Asymptotic expected equivalent annual worth.

Parameters

  • model_args (Tuple[ndarray,...], optional) – Extra arguments required by the underlying lifetime model, by default ().

  • reward_args (Tuple[ndarray,...], optional) – Extra arguments required by the associated reward, by default ().

  • model1_args (Tuple[ndarray,...], optional) – Extra arguments required by the lifetime model of the first renewal, by default ().

  • reward1_args (Tuple[ndarray,...], optional) – Extra arguments required by the associated reward of the first renewal, by default ().

  • discount_args (Tuple[ndarray,...], optional) – Extra arguments required by the discount function, by default ().

Returns

The asymptotic expected equivalent annual worth of the process.

Return type

ndarray

Raises

NotImplementedError – If the discount function is not exponential.

sample(T: float, model_args: Tuple[numpy.ndarray, ...] = (), reward_args: Tuple[numpy.ndarray, ...] = (), model1_args: Tuple[numpy.ndarray, ...] = (), reward1_args: Tuple[numpy.ndarray, ...] = (), discount_args: Tuple[numpy.ndarray, ...] = (), n_samples: int = 1, random_state: Optional[int] = None) relife.data.RenewalRewardData[source]

Renewal reward data sampling.

(Rows from a dataset for labeling boxes)
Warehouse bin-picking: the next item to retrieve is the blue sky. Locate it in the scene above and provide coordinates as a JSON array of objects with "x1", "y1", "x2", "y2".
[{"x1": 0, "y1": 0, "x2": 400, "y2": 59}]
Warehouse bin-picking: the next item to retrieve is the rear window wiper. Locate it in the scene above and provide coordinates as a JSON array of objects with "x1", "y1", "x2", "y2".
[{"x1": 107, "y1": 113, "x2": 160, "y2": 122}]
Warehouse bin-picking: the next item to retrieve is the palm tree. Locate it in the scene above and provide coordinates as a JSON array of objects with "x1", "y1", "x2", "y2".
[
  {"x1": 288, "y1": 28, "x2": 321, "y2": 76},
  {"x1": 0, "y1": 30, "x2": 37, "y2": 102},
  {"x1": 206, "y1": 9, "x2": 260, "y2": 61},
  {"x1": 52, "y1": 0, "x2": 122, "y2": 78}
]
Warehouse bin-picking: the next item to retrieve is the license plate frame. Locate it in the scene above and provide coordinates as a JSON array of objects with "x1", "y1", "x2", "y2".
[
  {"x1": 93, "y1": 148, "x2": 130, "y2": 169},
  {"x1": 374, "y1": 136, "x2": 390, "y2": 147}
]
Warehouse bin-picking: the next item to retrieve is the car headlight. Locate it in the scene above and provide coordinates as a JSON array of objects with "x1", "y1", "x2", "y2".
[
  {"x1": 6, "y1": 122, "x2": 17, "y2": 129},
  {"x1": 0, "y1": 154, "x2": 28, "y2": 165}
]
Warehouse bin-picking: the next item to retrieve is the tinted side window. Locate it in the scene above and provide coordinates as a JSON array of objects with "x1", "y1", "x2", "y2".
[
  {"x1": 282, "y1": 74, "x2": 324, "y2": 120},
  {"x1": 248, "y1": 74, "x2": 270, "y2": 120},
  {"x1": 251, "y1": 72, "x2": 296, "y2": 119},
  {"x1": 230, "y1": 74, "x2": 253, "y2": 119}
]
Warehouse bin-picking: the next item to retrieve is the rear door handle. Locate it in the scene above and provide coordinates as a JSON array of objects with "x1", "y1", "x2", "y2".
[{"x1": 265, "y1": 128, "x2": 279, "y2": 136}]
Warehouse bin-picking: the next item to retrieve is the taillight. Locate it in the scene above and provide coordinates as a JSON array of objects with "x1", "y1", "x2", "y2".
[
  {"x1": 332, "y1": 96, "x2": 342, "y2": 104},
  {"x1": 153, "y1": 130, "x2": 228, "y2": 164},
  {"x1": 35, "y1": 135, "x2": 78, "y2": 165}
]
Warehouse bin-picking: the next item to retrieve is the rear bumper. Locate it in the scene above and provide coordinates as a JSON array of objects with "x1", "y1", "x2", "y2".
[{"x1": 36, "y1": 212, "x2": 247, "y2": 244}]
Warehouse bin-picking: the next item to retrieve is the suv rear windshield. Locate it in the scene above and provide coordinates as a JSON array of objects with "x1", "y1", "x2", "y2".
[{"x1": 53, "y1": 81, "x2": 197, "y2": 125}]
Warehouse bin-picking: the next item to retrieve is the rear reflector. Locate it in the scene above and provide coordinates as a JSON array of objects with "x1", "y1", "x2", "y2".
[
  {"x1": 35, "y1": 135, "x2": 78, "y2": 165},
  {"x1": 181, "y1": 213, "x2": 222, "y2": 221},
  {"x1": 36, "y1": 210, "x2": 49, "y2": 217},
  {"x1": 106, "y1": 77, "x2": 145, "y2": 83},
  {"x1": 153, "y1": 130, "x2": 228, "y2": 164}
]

● **Exercise instructions**
• a. According to the documentation excerpt, what is the default value of n_samples in the sample method?
• b. Using the documentation excerpt, explain what causes the asymptotic expected equivalent annual worth computation to raise an exception, and name that exception.
These entries have no connection to the documentation excerpt.

● **Solutions for each task**
• a. The default value of n_samples is 1.

• b. The computation raises a NotImplementedError when the discount function is not exponential.